§ Work instruction
Print the listing exactly as it stands, and skip any pictures in it.

§ Records for the exercise
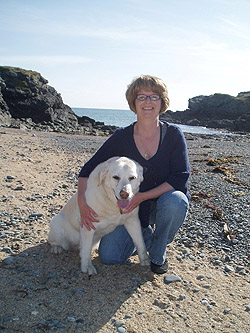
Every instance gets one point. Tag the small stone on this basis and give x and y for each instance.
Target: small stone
(239, 268)
(127, 317)
(206, 286)
(34, 313)
(248, 307)
(171, 278)
(11, 177)
(37, 215)
(19, 188)
(7, 249)
(8, 261)
(229, 269)
(182, 297)
(119, 323)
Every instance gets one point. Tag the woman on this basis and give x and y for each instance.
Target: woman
(163, 198)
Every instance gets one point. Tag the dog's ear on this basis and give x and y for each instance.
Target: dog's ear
(102, 175)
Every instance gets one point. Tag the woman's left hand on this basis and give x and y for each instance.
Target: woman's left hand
(135, 202)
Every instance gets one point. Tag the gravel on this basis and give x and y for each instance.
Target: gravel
(206, 287)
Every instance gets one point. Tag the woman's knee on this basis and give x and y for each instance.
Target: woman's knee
(174, 201)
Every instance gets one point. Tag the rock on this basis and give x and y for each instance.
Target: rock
(28, 102)
(229, 269)
(8, 261)
(36, 215)
(171, 278)
(215, 111)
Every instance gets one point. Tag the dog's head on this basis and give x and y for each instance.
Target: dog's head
(121, 178)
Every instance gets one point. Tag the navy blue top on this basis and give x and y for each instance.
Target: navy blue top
(170, 163)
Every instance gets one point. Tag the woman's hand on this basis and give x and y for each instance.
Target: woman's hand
(88, 216)
(135, 202)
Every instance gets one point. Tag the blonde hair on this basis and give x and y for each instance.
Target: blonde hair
(153, 83)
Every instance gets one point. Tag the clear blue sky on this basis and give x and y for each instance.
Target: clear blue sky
(89, 50)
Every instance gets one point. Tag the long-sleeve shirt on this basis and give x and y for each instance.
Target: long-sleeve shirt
(170, 163)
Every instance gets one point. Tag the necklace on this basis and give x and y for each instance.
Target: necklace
(147, 146)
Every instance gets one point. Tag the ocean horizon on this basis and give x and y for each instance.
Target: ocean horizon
(123, 118)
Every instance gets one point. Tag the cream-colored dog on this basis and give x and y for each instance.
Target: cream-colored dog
(110, 187)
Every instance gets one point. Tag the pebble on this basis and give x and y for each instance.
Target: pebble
(119, 322)
(229, 269)
(36, 215)
(8, 260)
(171, 278)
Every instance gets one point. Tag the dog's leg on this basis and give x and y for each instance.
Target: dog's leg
(86, 240)
(134, 229)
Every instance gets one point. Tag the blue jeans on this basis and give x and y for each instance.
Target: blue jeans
(167, 214)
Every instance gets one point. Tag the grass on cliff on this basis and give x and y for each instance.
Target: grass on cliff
(19, 78)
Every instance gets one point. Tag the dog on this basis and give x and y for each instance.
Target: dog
(110, 187)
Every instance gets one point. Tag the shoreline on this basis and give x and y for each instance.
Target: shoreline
(41, 291)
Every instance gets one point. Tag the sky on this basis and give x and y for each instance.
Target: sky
(90, 50)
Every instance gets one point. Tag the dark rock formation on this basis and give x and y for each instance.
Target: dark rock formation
(5, 116)
(26, 100)
(215, 111)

§ Response to the task
Every instance gets one point. Tag the small stone on this basis and give x and y for each instance.
Target: small stone
(239, 268)
(127, 317)
(206, 286)
(34, 313)
(248, 307)
(171, 278)
(11, 177)
(37, 215)
(19, 188)
(7, 249)
(8, 261)
(229, 269)
(182, 297)
(119, 323)
Every instance gets one point. Tag the woman on this basis and give x and y for each instance.
Target: woman
(163, 198)
Every instance gets one point. Tag the dog's ear on this basis and give x and y for each instance.
Target: dog's ear
(102, 175)
Every instance gets one point. Tag the woman's left hand on this basis and give x and y for each instance.
Target: woman's left hand
(135, 202)
Every instance gets one point. Tag the gravel on this basis and give x and y for each instance.
Target: gravel
(206, 287)
Every instance gets one point. Tag the woman's knee on this basis and give x and y for each instance.
Target: woman's knee
(174, 201)
Every instance gets one point. Tag the rock on this basis and give x and y for each instance.
Target: rock
(28, 102)
(229, 269)
(8, 261)
(36, 215)
(171, 278)
(215, 111)
Every instance gets one point. Tag the dog's head on this basis and give x and y for each instance.
Target: dog's head
(121, 178)
Every instance gets one point. Tag the navy blue top on this basis and give x and y for each instance.
Target: navy blue top
(170, 163)
Every instance gets one point. Tag the woman's hand on this basis and give x and y for each instance.
Target: woman's hand
(88, 216)
(135, 202)
Every instance gets one point. Tag the blonde hair on this basis and give x and y for each instance.
Target: blonde hair
(153, 83)
Every instance gets one point. Tag the clear blue sky on this basis and give x and y for each instance.
Target: clear blue sky
(89, 50)
Every instance gets one point. Tag the long-sleeve shirt on this basis and give x and y for each instance.
Target: long-sleeve shirt
(170, 163)
Every instance gets one point. Tag the necklace on this basis and give x and y for each instance.
Target: necklace
(147, 146)
Every instance gets one point. Tag the ocean horizon on this basis and give x and y for each instance.
Target: ocean horizon
(123, 118)
Every instance gets one point. Tag the cream-colored dog on this basis and give x and y for each instance.
Target: cream-colored dog
(110, 187)
Every instance gets one point. Tag the pebble on this basis and give x and y for each instance.
Target: pebble
(119, 322)
(229, 269)
(36, 215)
(8, 260)
(171, 278)
Every instance gets one point. Tag the dog's leg on this basis and give x and y for each instance.
Target: dog's leg
(86, 240)
(134, 229)
Every instance gets one point. Tag the blue jeans on this basis and give x and y for each instance.
Target: blue jeans
(167, 214)
Every instance gets one point. Tag the grass on cliff on this basis and give x and y for each instance.
Target: grass on cliff
(19, 78)
Every instance gets one point. Tag the dog on this basis and give x and y for each instance.
Target: dog
(110, 187)
Every instance gets one point. Tag the shoreline on this basis and give x and y for each instance.
Target: shoreline
(41, 291)
Every instance gets one point. Tag the sky on this basis and give x and y for each instance.
Target: sky
(90, 50)
Every instance gets one point. Tag the dark rock formation on this basis and give x and y for each instance.
Target: dark rock formation
(5, 116)
(26, 100)
(215, 111)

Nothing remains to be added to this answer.